• **Problem 1**: In the text about Ghana's Electoral Commission, who was the commission's first substantive chairman?

• **Quoted text**:
● ● ● ● ● ● ●
The Electoral Commission of Ghana(EC) is the official body in Ghana responsible for all public elections. Made up of seven members, its independence is guaranteed by the 1992 Ghana constitution. The current commission was established by the Electoral Commission Act (Act 451) of 1993.
Kwadwo Afari-Gyan was the first substantive chairman of the commission from 1993 to 2015. He was succeeded by Charlotte Osei as the first female chairman of the commission. On 5 December 2018, the Electoral commission chaired by Jean Adukwei Mensah reverted to the old logo showing Coat of arms of Ghana and a ballot box showing the hand casting its votes, after the controversy over the new logo

Members
The commission is made up of seven members. The position of chairman became vacant in June 2018 when the president, Nana Akufo-Addo sacked Charlotte Osei. This was apparently on the recommendation of a committee set up by Sophia Akuffo, the Chief Justice of Ghana. She was appointed by former President John Dramani Mahama, in consultation with the Council of State of Ghana in June 2015. Her two deputies were Amadu Sulley and Georgina Opoku Amankwah. Sulley Amadu was appointed by John Evans Atta Mills, the then Ghanaian President following the retirement of David Kangah who had served in that capacity for 19 years. Georgina Opoku Amankwah was appointed by President John Mahama to replace Sarfo-Kantanka who had served for about 20 years. She is the first female deputy chairman of the commission. There are four other members. Mrs. Paulina Adobea Dadzawa, an administrator and Ebenezer Aggrey Fynn, a Management Consultant were appointed by President Kufuor in consultation with the Council of State of Ghana in February 2004. In June 2018, the chairman, Charlotte Osei and her two deputies were sacked by Nana Akufo-Addo, President of Ghana following an investigation by a committee set up by the Chief Justice, Sophia Akuffo, following various allegations of fraud and corruption leveled against them. In July 2018,the President of Ghana, Nana Addo Dankwa Akuffo Addo nominated 4 EC top officials The new Electoral Commissioner, Jean Adukwei Mensa along with her two new deputies, Samuel Tettey and Eric Bossman as well as another new member Adwoa Asuama Abrefa were all sworn in by President Akufo-Addo on 1 August 2018.

International support

The claim that the commission received a successful support to the close of elections of 2008, has made it a focus of African and international election reform organizations. In November 2009, a conference was held to analyze this election and tried to establish new standards and practices for African election commissions which was Held in Accra was titled Colloquium on African Elections: Best Practices and Cross-Sectorial Collaboration. The conference was organized by a number of international election reform organizations including the National Democratic Institute, the Africa Center for Strategic Studies, the International Foundation for Electoral Systems, the Netherlands Institute for Multiparty Democracy, the Open Society Initiative for West Africa and UNDP.
● ● ● ● ● ● ●
• **Listed entries**:
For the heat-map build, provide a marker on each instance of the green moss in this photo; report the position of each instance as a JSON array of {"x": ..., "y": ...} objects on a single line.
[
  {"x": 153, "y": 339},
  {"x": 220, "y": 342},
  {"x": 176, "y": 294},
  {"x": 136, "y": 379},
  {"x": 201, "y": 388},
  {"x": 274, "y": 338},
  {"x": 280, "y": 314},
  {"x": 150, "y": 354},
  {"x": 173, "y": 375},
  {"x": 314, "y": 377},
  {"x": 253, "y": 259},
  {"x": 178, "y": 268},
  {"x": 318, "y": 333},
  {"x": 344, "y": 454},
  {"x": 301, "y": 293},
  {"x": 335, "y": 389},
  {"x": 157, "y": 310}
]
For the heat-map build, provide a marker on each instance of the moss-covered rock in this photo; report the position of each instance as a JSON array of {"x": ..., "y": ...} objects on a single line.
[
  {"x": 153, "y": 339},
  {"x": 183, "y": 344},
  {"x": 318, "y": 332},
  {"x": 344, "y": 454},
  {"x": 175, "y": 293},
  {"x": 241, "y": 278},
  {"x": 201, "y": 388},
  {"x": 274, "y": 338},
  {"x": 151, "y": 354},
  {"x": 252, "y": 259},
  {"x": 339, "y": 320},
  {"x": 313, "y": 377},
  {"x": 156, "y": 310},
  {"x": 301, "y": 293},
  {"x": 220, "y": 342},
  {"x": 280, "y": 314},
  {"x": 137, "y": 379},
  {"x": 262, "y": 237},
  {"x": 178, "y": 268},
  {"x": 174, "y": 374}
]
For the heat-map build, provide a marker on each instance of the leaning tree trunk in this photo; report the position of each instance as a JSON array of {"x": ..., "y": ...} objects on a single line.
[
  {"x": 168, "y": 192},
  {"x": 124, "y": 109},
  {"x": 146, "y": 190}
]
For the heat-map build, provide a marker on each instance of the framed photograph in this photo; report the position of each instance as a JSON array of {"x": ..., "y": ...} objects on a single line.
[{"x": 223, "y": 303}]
● ● ● ● ● ● ●
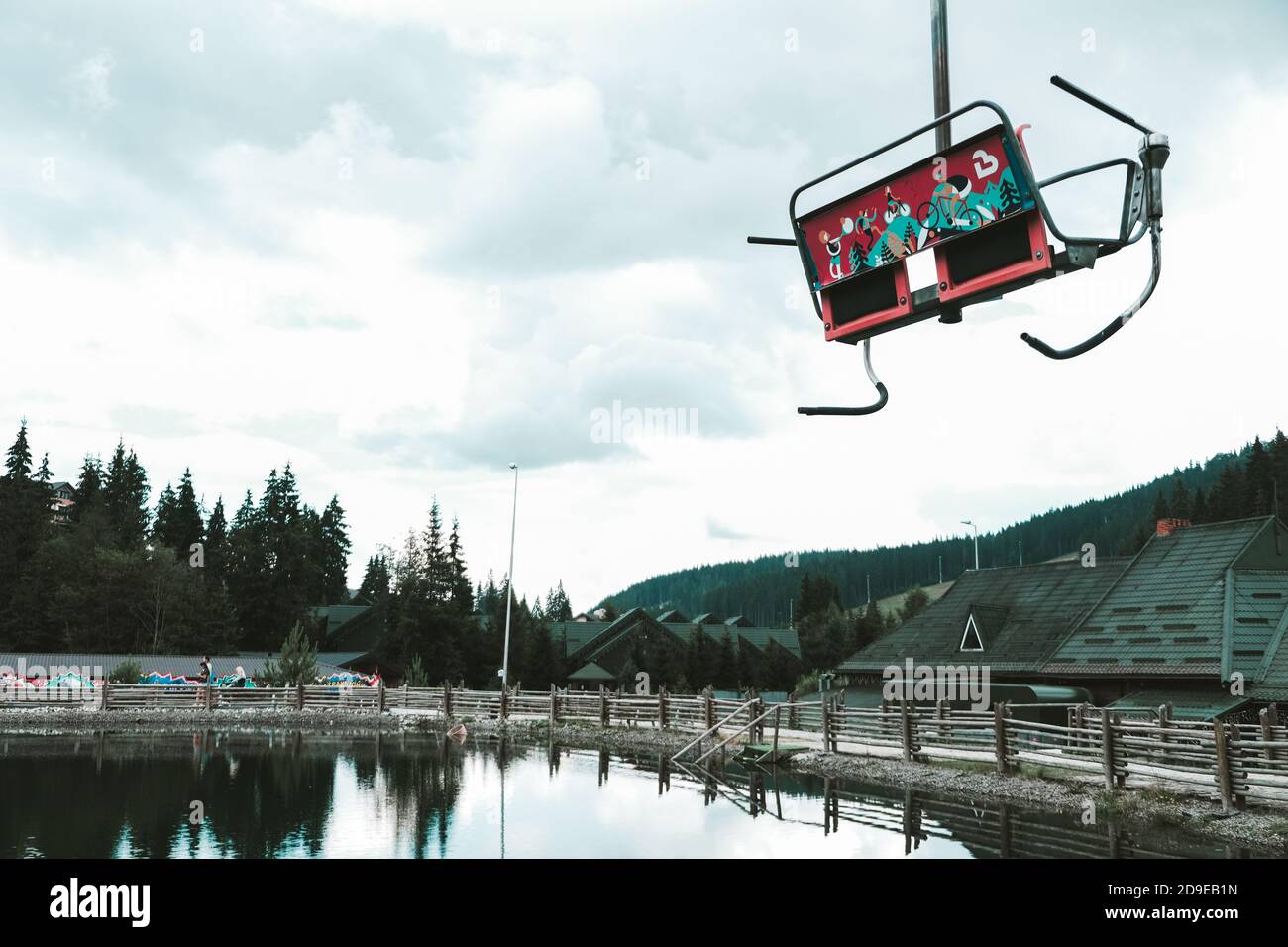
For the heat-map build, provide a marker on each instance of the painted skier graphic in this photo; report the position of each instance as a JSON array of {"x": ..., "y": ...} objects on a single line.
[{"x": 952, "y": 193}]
● ● ● ● ● ● ●
• **Problem 2**: Pull out each line of the rows above that contains the string "array", treating uppercase and lowercase as different.

• **Correct answer 1**: Kwadwo Afari-Gyan, who held the post from 1993 to 2015.

• **Correct answer 2**:
For the heat-map build, provide a marker on each instance of the green moss in this photo; report the position of each instance as a JSON array of {"x": ..., "y": ...} objects on a single line.
For the heat-map build, provide a marker on each instance of the moss-covered rock in this photo; report the position of each instance as a JSON array of {"x": ..., "y": ...} objects on a single line.
For the heat-map build, provide a marker on each instance of the leaning tree trunk in this photo; report the position of each instance as a JSON array of {"x": ..., "y": ...} objects on a single line.
For the heat-map build, provide a marker on each instance of the framed photograph in this photo; report the position of each instance as a JSON array of {"x": ..., "y": ...} objects on a single line.
For the heat-map build, provide a marker on each instance of the painted skier graphic in this photo; report the position of each instance as a JSON array of {"x": ..., "y": ...} objects on a single line.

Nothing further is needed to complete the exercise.